Source text:
────
Business is exciting, painful, demanding, and wishful all at the same time and no matter how small or large it is important to treat your business as if you’re in business. Many creative entrepreneurs, artists, musicians, and authors tend to shy away from the business side of creating a company. I have heard so many artists over the years wish for a manager or an agent to handle the business side of an operation. Often that is because of the processes of sales and creativity and the fact that they use different sides of the brain. We have also heard the horror stories of a mega star going broke because they didn’t really know what money was coming and going in their business while they were busy creating a major brand.
Whether you have an agent helping you with your business is not the point. Unless you are a high profile artist you most likely won’t be able to pay an agent enough money to be interested in working with you anyway. The important piece that many artists miss is running their business like a business. They treat it like a hobby, maybe that’s because many creative businesses are created from hobbies and then turned into income generating machines. Nevertheless it should still be treated like a business larger than it really is. That means tracking and operating as though you are larger than yourself.
────
Actions to take:
1. From the passage on running a creative business, quote everything from "Whether you have" down to "larger than yourself.".
2. In the passage on running a creative business, why will an artist who is not high profile most likely be unable to work with an agent?

Stored rows:
────
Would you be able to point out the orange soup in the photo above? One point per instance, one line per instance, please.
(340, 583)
────
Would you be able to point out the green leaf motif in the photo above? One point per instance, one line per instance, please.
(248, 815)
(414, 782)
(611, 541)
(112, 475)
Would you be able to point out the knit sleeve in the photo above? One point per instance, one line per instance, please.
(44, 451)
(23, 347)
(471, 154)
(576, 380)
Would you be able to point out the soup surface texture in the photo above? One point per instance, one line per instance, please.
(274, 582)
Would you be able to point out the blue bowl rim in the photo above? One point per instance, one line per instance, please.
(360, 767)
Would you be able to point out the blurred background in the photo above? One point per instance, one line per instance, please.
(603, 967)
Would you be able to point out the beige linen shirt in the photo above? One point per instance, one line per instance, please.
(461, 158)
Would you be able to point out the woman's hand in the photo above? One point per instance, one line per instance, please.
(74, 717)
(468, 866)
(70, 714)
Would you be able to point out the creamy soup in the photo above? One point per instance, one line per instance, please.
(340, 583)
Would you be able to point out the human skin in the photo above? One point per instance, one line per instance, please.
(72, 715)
────
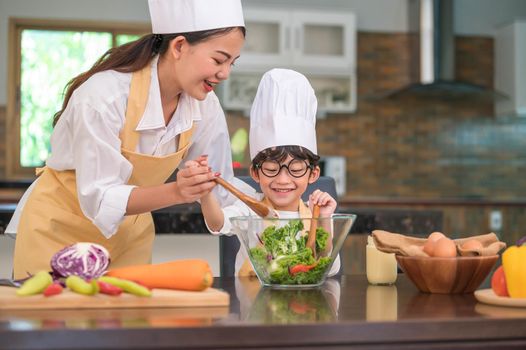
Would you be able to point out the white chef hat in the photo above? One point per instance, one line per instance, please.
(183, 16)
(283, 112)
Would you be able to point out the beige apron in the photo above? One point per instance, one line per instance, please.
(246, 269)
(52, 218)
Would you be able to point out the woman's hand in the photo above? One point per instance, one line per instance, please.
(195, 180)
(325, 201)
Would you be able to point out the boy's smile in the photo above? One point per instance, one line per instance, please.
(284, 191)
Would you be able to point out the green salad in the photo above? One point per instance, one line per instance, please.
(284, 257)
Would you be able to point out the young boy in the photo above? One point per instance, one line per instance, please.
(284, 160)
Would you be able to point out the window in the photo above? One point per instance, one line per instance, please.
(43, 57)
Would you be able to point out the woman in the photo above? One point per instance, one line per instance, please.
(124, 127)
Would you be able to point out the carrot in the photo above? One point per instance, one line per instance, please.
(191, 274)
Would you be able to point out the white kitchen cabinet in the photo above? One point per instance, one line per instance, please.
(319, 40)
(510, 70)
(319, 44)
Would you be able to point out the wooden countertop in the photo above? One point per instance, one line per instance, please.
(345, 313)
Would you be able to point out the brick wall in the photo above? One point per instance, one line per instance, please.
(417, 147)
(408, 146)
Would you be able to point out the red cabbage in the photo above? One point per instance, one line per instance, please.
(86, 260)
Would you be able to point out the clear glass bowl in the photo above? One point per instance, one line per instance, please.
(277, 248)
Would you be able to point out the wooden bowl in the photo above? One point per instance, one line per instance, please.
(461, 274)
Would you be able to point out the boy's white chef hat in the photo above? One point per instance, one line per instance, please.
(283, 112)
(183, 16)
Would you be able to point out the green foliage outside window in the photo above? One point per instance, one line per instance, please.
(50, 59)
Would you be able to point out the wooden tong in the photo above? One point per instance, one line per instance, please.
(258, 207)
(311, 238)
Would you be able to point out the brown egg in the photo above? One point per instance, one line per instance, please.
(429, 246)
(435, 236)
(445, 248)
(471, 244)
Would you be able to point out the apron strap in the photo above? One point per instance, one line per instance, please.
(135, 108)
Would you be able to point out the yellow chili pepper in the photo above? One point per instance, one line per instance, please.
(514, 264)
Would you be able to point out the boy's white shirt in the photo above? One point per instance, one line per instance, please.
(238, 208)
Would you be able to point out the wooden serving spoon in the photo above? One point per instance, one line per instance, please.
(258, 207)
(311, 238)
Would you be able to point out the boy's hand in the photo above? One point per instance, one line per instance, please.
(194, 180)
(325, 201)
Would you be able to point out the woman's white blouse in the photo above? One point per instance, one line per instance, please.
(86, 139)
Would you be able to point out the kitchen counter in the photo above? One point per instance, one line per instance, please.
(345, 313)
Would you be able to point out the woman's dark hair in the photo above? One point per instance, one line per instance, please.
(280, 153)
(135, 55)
────
Completed exercise:
1.
Whether you have an agent helping you with your business is not the point. Unless you are a high profile artist you most likely won’t be able to pay an agent enough money to be interested in working with you anyway. The important piece that many artists miss is running their business like a business. They treat it like a hobby, maybe that’s because many creative businesses are created from hobbies and then turned into income generating machines. Nevertheless it should still be treated like a business larger than it really is. That means tracking and operating as though you are larger than yourself.

2. They most likely won't be able to pay an agent enough money to be interested in working with them.